Data records Start Marker
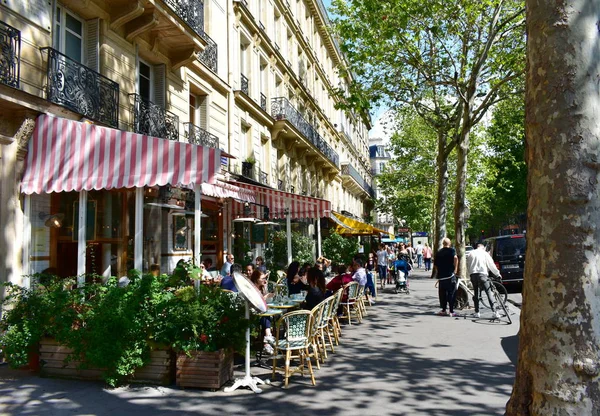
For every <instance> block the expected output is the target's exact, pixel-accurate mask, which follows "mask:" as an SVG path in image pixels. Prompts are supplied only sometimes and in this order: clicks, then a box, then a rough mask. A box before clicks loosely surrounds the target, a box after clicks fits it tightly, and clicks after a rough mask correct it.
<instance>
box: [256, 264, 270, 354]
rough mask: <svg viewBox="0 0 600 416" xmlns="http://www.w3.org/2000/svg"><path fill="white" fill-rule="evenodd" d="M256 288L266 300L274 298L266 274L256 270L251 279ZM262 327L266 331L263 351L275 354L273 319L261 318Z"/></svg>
mask: <svg viewBox="0 0 600 416" xmlns="http://www.w3.org/2000/svg"><path fill="white" fill-rule="evenodd" d="M250 280H251V281H252V283H254V286H256V288H257V289H258V290H259V291H260V293H261V294H262V295H263V297H264V298H265V301H266V299H267V298H270V297H271V296H273V294H272V293H268V292H267V276H266V275H265V274H264V273H261V272H260V270H255V271H254V272H253V273H252V276H251V277H250ZM260 327H261V328H262V329H263V330H264V338H263V342H264V345H263V351H264V352H265V353H267V354H269V355H271V354H273V346H272V345H271V344H273V343H274V342H275V337H274V336H273V333H272V332H271V318H269V317H267V316H263V317H261V318H260Z"/></svg>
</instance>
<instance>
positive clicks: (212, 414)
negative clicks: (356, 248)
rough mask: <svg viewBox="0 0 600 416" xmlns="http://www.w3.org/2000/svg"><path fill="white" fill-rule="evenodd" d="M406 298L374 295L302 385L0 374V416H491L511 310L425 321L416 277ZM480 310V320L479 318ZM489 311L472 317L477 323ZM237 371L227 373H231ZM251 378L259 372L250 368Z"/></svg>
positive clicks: (502, 359)
mask: <svg viewBox="0 0 600 416" xmlns="http://www.w3.org/2000/svg"><path fill="white" fill-rule="evenodd" d="M410 285H411V293H410V295H405V294H398V295H396V294H393V293H390V292H387V291H386V292H384V293H381V292H380V293H379V298H378V302H377V304H376V305H374V306H372V307H370V308H369V309H368V311H369V316H368V317H367V318H366V319H365V321H363V323H362V324H359V325H352V326H351V327H349V326H345V327H343V329H342V331H343V339H342V344H341V345H340V346H339V347H338V348H337V349H336V353H335V354H331V355H330V356H329V360H328V361H327V362H326V363H325V364H324V365H322V366H321V370H315V371H316V373H315V375H316V380H317V386H316V387H312V386H311V383H310V378H309V377H308V376H306V375H305V376H304V378H302V377H301V376H300V375H297V376H293V377H292V378H291V380H290V385H289V388H288V389H287V390H286V389H283V388H282V382H281V378H278V379H276V380H275V381H273V383H272V384H271V385H269V386H266V387H265V388H264V391H263V393H262V394H260V395H255V394H254V393H252V392H250V391H249V390H238V391H236V392H233V393H224V392H223V391H222V390H221V391H218V392H210V391H202V390H182V389H178V388H175V387H155V386H131V387H121V388H117V389H107V388H105V386H104V385H103V384H102V383H91V382H81V381H71V380H55V379H42V378H39V377H37V376H35V375H31V374H29V373H27V372H24V371H15V370H10V369H8V368H7V367H6V366H2V367H0V415H8V414H10V415H26V414H27V415H82V414H85V415H109V414H111V415H136V414H140V415H142V414H144V415H149V414H160V415H181V414H202V415H204V414H206V415H218V414H227V415H230V414H252V415H253V416H254V415H270V414H293V415H295V416H296V415H309V414H310V415H313V414H319V415H320V416H321V415H363V416H364V415H375V414H377V415H433V416H442V415H444V416H445V415H465V416H466V415H500V414H503V413H504V406H505V404H506V401H507V400H508V398H509V395H510V392H511V389H512V383H513V378H514V369H515V367H514V366H515V360H516V354H517V341H516V340H517V337H516V334H517V332H518V330H519V326H518V322H519V319H518V314H519V309H518V308H515V307H514V306H512V305H510V308H511V311H512V313H513V316H512V318H513V324H512V325H506V324H502V323H497V322H490V321H489V320H487V319H480V320H477V321H472V320H471V319H464V318H462V317H461V318H450V317H438V316H434V312H436V311H437V310H438V302H437V290H436V289H435V288H434V281H433V280H430V279H429V278H428V274H426V273H425V272H422V271H417V272H416V273H415V274H414V276H413V278H412V279H411V282H410ZM484 312H485V313H484ZM486 313H487V314H489V311H484V310H482V315H483V316H486ZM242 371H243V368H240V371H237V374H236V376H237V375H241V374H242ZM253 373H254V374H255V375H258V376H260V377H261V378H269V377H270V374H269V372H268V371H266V370H262V369H258V368H253Z"/></svg>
Data records End Marker
→ Task requirements
Please render every line of the listing above as a Markdown table with two columns, Row and Line, omitting blank lines and leaving the pictures out.

→ Response
| Row | Line |
|---|---|
| 1 | For every <instance> block the expected output is the target's exact, pixel-accurate mask, which follows "mask:" as an SVG path in image pixels. Prompts are supplied only sometimes and in this order: clicks, then a box, then a rough mask. A box before clicks loosely surrounds the target, a box after clicks fits it tightly, and clicks after a rough mask correct it. |
| 2 | <instance> |
| 3 | box: [256, 264, 270, 354] |
| 4 | rough mask: <svg viewBox="0 0 600 416" xmlns="http://www.w3.org/2000/svg"><path fill="white" fill-rule="evenodd" d="M256 288L266 300L274 298L266 274L256 270L251 279ZM262 327L266 331L263 351L275 354L273 319L261 318Z"/></svg> |
| 5 | mask: <svg viewBox="0 0 600 416" xmlns="http://www.w3.org/2000/svg"><path fill="white" fill-rule="evenodd" d="M250 280H251V281H252V283H254V286H256V288H257V289H258V290H259V291H260V293H261V294H262V295H263V297H264V298H265V301H266V299H267V298H270V297H271V296H273V294H272V293H268V292H267V276H266V275H265V274H264V273H261V272H260V270H255V271H254V272H253V273H252V276H251V277H250ZM260 327H261V328H262V329H263V330H264V338H263V342H264V345H263V351H264V352H265V353H267V354H269V355H271V354H273V346H272V345H271V344H273V343H274V342H275V337H274V336H273V333H272V332H271V318H269V317H267V316H263V317H261V318H260Z"/></svg> |
| 6 | </instance> |
| 7 | <instance> |
| 8 | positive clicks: (212, 414) |
| 9 | negative clicks: (356, 248) |
| 10 | rough mask: <svg viewBox="0 0 600 416" xmlns="http://www.w3.org/2000/svg"><path fill="white" fill-rule="evenodd" d="M406 298L374 295L302 385L0 374V416H491L511 310L425 321L416 277ZM480 310V320L479 318ZM489 311L472 317L477 323ZM237 371L227 373H231ZM251 378L259 372L250 368Z"/></svg> |
| 11 | positive clicks: (502, 359) |
| 12 | mask: <svg viewBox="0 0 600 416" xmlns="http://www.w3.org/2000/svg"><path fill="white" fill-rule="evenodd" d="M410 285H411V293H410V295H405V294H398V295H396V294H393V293H390V292H387V291H386V292H384V293H381V292H380V293H379V298H378V302H377V304H376V305H374V306H372V307H370V308H369V309H368V311H369V316H368V317H367V318H366V319H365V321H363V323H362V324H359V325H352V326H351V327H349V326H345V327H343V329H342V331H343V339H342V344H341V345H340V346H339V347H338V348H337V349H336V353H335V354H331V355H330V356H329V360H328V361H327V362H326V363H325V364H324V365H322V366H321V370H315V371H316V373H315V375H316V380H317V386H316V387H312V386H311V383H310V378H309V377H308V376H306V375H305V376H304V378H302V377H301V376H300V375H297V376H293V377H292V378H291V380H290V385H289V388H288V389H287V390H286V389H283V388H282V382H281V378H278V379H276V380H275V381H273V383H272V384H271V385H269V386H266V387H265V388H264V391H263V393H262V394H260V395H255V394H254V393H252V392H250V391H249V390H238V391H236V392H233V393H224V392H223V391H222V390H221V391H218V392H210V391H202V390H182V389H178V388H175V387H155V386H131V387H121V388H117V389H107V388H105V386H104V385H103V384H102V383H91V382H81V381H71V380H55V379H42V378H39V377H37V376H35V375H31V374H29V373H27V372H24V371H15V370H10V369H8V368H7V367H6V366H2V367H0V415H8V414H10V415H26V414H27V415H82V414H85V415H109V414H111V415H136V414H140V415H142V414H144V415H149V414H160V415H181V414H202V415H204V414H206V415H218V414H227V415H230V414H252V415H253V416H254V415H270V414H293V415H295V416H296V415H309V414H310V415H313V414H319V415H320V416H321V415H363V416H364V415H375V414H377V415H433V416H442V415H444V416H445V415H465V416H466V415H500V414H503V413H504V406H505V404H506V401H507V400H508V398H509V395H510V392H511V389H512V383H513V378H514V369H515V367H514V366H515V360H516V354H517V341H516V340H517V337H516V334H517V332H518V330H519V326H518V322H519V319H518V314H519V309H518V308H515V307H514V306H512V305H510V308H511V311H512V313H513V316H512V318H513V324H512V325H506V324H502V323H497V322H490V321H489V320H487V319H480V320H477V321H472V320H471V319H464V318H462V317H461V318H450V317H438V316H434V312H436V311H437V310H438V302H437V290H436V289H435V288H434V281H433V280H430V279H429V278H428V274H426V273H425V272H422V271H417V272H416V273H415V274H414V276H413V278H412V279H411V282H410ZM484 312H485V313H484ZM486 313H487V314H489V311H484V310H482V315H483V316H486ZM242 371H243V368H240V371H237V374H236V376H237V375H241V374H242ZM253 373H254V374H255V375H258V376H260V377H261V378H269V377H270V374H269V372H268V371H266V370H262V369H258V368H253Z"/></svg> |